→ **Brief**:
In the forum post about playing Sims, what does the teenager become after their father is killed by drowning?

[[ Text under study open ]]

I got some more if anyone wants to hear them, but I think I'll leave it here for now.
Test Subject
#11 Old 21st Jan 2014 at 3:17 AM
For Sims in general, I usually pick 1-2 'varying traits'. As they grow older, I use testingcheatsenabled true > edit Sim in CAS to stimulate them developing different interests. For example, a child loves horses for most of their life, but hates cats and dogs because they're scared of rabies and such. However, when they become a teen, they begin to realize that rabies doesn't exist in Sims the chances of getting rabies are uncommon, so they gain the loves animals trait rather than just horses. Or, a teenager's father is killed by drowning, and thus, they become hydrophobic. I find it entertaining, because the results actually make sense- a kid who loved the pool until his father drowned probably wouldn't want to be covered in the stuff that killed his dad.

Story-wise, I try to do things like... A smart-ish guy who collected rocks as a child gets abducted over and over by aliens. After a while the entire family is made up of him and his alien children, and he feels all weird and stuff for being that guy who had a ton of alien babies (lol)

[[ Text under study closed ]]
[[ Data extract open ]]

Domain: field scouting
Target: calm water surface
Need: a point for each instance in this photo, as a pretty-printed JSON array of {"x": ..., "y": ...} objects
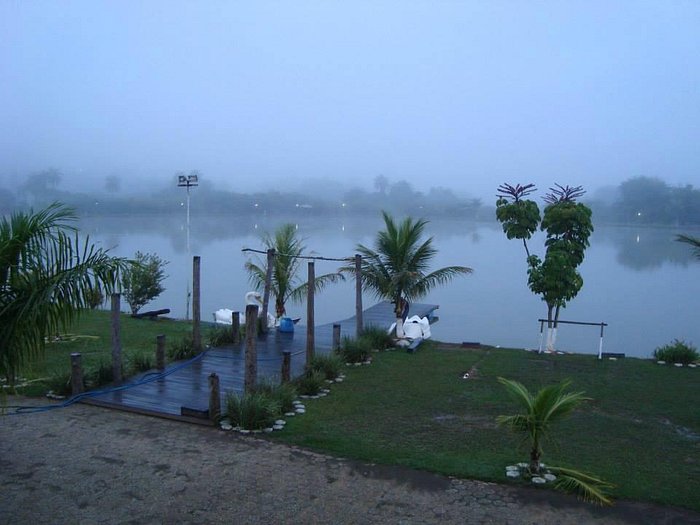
[{"x": 640, "y": 281}]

[[ Data extract closed ]]

→ **Answer box**:
Hydrophobic.